Your task = Write out, exactly as they appear, only the lines running from the line with "light, writing one line per instance." to the final line of the listing; include both.

Dataset rows =
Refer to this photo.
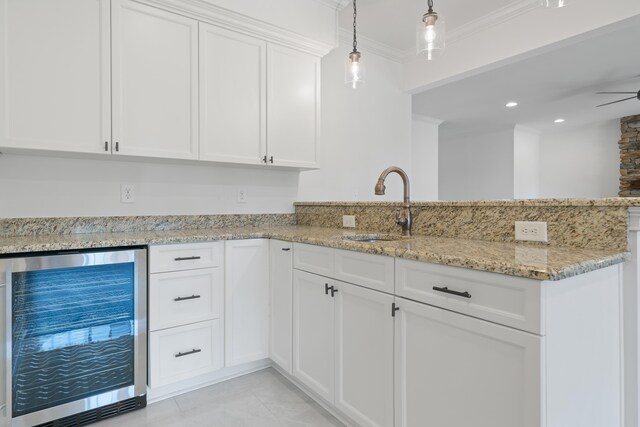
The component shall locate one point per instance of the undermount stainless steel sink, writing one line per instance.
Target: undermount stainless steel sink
(371, 237)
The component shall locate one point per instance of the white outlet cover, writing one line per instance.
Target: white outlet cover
(533, 231)
(349, 221)
(127, 193)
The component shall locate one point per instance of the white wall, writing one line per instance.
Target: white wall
(424, 158)
(582, 162)
(34, 186)
(363, 132)
(526, 163)
(528, 28)
(476, 166)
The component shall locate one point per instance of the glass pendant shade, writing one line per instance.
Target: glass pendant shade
(430, 35)
(354, 71)
(553, 3)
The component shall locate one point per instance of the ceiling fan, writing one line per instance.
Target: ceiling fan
(635, 95)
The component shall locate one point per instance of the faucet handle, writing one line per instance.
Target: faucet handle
(400, 219)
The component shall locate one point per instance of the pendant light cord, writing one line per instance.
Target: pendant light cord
(355, 14)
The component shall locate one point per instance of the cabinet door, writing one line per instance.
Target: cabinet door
(3, 348)
(453, 370)
(246, 301)
(281, 307)
(155, 82)
(54, 75)
(293, 82)
(232, 96)
(364, 355)
(313, 339)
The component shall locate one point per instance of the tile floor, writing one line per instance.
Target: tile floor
(261, 399)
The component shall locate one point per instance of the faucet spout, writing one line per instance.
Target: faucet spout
(405, 218)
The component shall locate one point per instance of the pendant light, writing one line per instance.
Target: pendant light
(553, 3)
(354, 76)
(430, 33)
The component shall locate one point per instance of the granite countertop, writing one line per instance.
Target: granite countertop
(516, 259)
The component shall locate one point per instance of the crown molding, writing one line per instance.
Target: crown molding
(370, 45)
(481, 23)
(426, 119)
(336, 5)
(527, 129)
(496, 17)
(225, 18)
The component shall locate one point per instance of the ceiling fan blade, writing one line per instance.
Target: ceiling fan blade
(615, 102)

Result =
The component shall locate one point per instance of the pendant light, writing one line per instance.
Target: pendant light
(553, 3)
(354, 76)
(430, 33)
The component shall locate one point per instance of the granite countertop, writing one line per instance.
Target: granite countertop
(516, 259)
The component shall locate one point per instance of the crown molding, writing one line per instance.
Target: crown molding
(370, 45)
(481, 23)
(426, 119)
(336, 5)
(527, 129)
(496, 17)
(225, 18)
The component shall locate one point per instance of the ceiling fan blade, writing one line per instance.
Target: ceiling fan blade
(615, 102)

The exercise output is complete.